Render the items below as a JSON list of strings, one string per line, leaving out blank lines. Start with the first line and go on through the line that contains "[84,288,185,435]".

^^^^

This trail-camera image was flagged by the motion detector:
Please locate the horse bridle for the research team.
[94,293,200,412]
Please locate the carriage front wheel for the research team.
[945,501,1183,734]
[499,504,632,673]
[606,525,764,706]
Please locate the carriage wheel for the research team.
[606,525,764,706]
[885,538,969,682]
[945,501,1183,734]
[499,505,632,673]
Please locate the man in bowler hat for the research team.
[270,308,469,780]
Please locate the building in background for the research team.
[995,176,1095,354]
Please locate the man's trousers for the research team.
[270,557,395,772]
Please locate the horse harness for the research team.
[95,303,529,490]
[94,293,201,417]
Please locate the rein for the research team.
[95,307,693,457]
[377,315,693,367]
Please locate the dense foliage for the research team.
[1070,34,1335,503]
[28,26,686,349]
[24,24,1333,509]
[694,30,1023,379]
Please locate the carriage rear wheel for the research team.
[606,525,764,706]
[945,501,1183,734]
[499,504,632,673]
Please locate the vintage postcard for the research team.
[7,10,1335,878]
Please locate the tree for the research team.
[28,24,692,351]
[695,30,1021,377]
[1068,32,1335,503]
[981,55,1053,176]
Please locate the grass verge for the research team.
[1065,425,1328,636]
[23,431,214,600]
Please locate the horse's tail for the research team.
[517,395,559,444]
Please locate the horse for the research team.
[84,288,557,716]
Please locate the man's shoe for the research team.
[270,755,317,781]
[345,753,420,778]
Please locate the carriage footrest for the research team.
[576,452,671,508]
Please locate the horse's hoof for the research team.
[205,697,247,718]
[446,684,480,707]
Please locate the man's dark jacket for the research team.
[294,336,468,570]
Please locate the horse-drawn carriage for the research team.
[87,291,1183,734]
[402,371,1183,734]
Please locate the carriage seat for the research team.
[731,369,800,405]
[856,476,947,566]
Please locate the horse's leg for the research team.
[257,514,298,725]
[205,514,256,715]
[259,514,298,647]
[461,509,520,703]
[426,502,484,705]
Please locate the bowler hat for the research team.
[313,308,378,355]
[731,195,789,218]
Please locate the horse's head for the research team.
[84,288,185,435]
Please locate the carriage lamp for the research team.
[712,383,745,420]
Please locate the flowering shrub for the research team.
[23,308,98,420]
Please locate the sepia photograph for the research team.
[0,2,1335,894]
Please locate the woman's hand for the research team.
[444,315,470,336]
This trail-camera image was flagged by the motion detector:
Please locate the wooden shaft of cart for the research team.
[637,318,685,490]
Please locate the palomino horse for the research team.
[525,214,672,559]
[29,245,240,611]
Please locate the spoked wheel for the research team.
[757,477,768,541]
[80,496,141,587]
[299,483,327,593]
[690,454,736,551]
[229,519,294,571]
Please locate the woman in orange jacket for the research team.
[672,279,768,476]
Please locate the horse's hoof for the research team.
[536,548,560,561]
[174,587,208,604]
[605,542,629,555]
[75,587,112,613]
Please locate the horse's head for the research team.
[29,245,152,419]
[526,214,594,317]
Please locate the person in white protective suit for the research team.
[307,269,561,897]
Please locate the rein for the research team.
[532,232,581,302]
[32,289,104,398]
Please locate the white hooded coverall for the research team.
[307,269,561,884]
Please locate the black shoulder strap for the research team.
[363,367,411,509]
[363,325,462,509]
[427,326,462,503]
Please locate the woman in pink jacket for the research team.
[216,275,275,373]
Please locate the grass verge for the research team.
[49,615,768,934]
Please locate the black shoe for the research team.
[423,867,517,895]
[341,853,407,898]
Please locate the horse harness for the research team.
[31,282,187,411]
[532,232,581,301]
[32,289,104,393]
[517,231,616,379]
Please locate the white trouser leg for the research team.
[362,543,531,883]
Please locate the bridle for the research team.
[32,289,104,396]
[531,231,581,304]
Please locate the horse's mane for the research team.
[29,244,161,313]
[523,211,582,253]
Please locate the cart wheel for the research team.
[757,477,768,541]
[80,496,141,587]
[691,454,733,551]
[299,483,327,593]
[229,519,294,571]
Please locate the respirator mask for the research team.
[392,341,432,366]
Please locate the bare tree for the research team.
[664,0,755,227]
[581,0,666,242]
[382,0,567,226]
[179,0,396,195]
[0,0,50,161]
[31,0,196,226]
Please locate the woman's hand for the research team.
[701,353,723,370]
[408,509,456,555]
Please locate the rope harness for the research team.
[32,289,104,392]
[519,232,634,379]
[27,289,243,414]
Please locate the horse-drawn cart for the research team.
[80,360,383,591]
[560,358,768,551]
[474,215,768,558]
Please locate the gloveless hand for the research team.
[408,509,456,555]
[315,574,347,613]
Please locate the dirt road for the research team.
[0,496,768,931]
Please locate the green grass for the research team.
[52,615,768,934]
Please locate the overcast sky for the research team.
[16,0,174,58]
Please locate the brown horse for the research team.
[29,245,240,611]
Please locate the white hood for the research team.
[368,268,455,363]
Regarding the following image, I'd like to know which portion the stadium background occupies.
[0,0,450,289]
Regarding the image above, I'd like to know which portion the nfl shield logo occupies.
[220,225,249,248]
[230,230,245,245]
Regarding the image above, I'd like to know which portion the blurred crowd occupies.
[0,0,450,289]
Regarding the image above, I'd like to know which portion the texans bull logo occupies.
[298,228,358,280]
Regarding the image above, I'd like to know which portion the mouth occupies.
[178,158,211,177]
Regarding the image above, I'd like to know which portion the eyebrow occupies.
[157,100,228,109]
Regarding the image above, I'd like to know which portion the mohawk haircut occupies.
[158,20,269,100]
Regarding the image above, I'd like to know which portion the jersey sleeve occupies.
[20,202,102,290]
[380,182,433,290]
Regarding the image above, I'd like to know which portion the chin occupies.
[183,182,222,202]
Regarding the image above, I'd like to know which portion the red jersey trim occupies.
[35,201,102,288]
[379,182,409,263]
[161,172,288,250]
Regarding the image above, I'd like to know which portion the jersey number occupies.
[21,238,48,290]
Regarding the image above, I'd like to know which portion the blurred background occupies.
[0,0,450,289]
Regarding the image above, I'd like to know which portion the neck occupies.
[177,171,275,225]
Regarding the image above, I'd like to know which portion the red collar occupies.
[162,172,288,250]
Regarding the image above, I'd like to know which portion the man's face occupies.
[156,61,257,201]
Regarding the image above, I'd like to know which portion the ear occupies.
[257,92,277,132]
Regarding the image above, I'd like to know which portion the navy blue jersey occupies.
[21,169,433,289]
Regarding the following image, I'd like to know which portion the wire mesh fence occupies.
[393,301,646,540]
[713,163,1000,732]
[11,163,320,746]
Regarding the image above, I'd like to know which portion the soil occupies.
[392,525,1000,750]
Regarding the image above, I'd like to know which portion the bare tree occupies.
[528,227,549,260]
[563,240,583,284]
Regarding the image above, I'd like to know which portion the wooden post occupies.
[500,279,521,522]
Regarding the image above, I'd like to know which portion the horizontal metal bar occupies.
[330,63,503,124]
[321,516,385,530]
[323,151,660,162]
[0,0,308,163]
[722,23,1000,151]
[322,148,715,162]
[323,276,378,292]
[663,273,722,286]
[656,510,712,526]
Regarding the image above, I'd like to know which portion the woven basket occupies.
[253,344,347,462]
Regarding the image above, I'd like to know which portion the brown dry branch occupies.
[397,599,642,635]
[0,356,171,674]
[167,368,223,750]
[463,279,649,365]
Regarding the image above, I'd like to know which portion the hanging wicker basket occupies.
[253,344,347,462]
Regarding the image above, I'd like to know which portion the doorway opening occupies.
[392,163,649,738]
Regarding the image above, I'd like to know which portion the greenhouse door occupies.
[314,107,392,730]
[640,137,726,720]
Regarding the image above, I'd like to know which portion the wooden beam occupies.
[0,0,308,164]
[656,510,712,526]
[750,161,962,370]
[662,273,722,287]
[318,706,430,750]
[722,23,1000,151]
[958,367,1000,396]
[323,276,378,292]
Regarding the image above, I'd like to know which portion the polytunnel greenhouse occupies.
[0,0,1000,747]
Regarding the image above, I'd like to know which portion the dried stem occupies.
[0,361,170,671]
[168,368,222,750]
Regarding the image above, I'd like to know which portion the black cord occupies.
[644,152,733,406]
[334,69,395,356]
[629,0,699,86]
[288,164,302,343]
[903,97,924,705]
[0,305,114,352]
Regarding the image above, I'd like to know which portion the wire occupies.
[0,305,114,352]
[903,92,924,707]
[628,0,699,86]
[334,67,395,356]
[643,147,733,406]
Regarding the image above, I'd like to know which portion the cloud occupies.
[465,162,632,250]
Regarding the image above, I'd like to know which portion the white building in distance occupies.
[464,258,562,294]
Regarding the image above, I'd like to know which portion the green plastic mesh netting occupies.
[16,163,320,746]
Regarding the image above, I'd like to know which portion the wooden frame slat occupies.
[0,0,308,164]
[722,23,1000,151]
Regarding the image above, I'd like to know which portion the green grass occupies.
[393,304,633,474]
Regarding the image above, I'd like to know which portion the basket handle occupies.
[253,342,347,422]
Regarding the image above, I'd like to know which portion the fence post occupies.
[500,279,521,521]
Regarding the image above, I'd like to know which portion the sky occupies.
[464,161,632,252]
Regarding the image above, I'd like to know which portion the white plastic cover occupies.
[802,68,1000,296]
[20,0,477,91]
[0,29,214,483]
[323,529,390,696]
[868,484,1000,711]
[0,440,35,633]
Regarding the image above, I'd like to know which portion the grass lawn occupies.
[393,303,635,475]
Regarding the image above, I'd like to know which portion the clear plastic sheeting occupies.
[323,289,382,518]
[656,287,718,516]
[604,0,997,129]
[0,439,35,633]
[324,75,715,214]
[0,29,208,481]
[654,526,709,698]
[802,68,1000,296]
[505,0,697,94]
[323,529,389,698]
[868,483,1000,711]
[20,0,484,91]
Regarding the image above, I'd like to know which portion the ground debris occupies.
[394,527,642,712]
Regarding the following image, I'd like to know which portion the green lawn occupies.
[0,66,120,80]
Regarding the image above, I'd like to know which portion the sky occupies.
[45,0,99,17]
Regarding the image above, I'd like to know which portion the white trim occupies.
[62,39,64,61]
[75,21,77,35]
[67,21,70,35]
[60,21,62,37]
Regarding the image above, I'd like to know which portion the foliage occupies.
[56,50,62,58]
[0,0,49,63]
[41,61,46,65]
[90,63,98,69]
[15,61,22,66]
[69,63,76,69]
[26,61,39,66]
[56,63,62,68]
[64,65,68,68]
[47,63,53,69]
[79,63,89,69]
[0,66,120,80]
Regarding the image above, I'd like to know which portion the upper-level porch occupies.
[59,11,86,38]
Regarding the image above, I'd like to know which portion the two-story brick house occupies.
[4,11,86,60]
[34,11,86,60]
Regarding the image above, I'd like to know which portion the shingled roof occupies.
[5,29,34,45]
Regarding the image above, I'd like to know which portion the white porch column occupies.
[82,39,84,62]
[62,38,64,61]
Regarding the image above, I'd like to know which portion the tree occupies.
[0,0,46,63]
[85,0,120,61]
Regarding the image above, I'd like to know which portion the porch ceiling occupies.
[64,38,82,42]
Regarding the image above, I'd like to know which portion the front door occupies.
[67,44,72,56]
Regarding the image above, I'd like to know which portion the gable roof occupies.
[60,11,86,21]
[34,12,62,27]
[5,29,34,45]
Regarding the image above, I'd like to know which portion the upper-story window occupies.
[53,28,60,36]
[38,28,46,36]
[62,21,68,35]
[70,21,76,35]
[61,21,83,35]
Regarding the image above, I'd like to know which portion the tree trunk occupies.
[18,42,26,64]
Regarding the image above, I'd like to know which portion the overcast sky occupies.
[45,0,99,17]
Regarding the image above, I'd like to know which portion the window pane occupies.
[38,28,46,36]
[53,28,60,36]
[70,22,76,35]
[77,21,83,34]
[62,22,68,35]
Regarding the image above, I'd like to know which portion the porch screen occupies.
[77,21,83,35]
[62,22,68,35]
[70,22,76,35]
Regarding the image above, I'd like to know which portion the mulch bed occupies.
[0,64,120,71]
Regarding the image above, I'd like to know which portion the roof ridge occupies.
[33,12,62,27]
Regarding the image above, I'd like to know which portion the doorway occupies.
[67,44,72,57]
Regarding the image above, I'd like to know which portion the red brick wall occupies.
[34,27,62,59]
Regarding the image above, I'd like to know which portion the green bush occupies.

^^^^

Response for this exercise ::
[
  "This trail-camera image was flagged by the motion detector:",
  "Please locate the horse bridle for the research team.",
  "[94,293,200,412]",
  "Please locate the carriage front wheel for the research team.",
  "[945,501,1183,734]",
  "[499,504,632,673]",
  "[606,525,764,706]",
  "Please locate the carriage wheel for the research team.",
  "[606,525,764,706]",
  "[885,538,969,682]",
  "[945,501,1183,734]",
  "[499,505,632,673]",
  "Please locate the man in bowler hat for the research team.",
  "[270,308,469,780]",
  "Please locate the building in background for the research team.",
  "[995,176,1095,354]",
  "Please locate the man's trousers for the research team.",
  "[270,557,395,772]",
  "Please locate the horse harness for the research team.",
  "[95,303,529,490]",
  "[94,293,201,417]",
  "Please locate the rein for the research team.",
  "[95,307,693,457]",
  "[377,315,693,367]",
  "Please locate the dense foliage for the research team.",
  "[1070,34,1335,503]",
  "[28,26,686,349]",
  "[24,24,1333,509]",
  "[694,30,1023,379]",
  "Please locate the carriage rear wheel for the research team.",
  "[606,525,764,706]",
  "[945,501,1183,734]",
  "[499,504,632,673]",
  "Please locate the vintage postcard for the research team.",
  "[7,10,1335,878]",
  "Please locate the tree for the research team.",
  "[28,24,692,351]",
  "[695,30,1021,377]",
  "[1068,32,1335,503]",
  "[981,55,1053,176]",
  "Please locate the grass verge for the research team.",
  "[1065,425,1328,636]",
  "[23,431,214,600]",
  "Please locate the horse's tail for the research team.",
  "[517,395,559,444]",
  "Please locate the horse for the research team.",
  "[84,288,557,716]",
  "Please locate the man's shoe for the research team.",
  "[270,755,317,781]",
  "[345,753,420,778]",
  "Please locate the carriage footrest for the research team.",
  "[576,452,671,508]",
  "Please locate the horse's hoof for the research team.",
  "[205,697,247,718]",
  "[446,684,480,707]",
  "Please locate the man's dark jacket for the research team.",
  "[294,336,468,570]",
  "Please locate the horse-drawn carriage for the research team.",
  "[87,291,1183,734]",
  "[402,371,1183,734]",
  "Please locate the carriage seat for the research team.",
  "[731,369,800,405]",
  "[856,476,947,566]",
  "Please locate the horse's leg for the research team.",
  "[257,514,298,725]",
  "[205,514,256,715]",
  "[259,514,298,647]",
  "[461,509,520,703]",
  "[426,502,484,705]",
  "Please locate the bowler hat for the research team.",
  "[313,308,378,355]",
  "[731,195,789,218]",
  "Please locate the horse's head for the research team.",
  "[84,288,185,435]"
]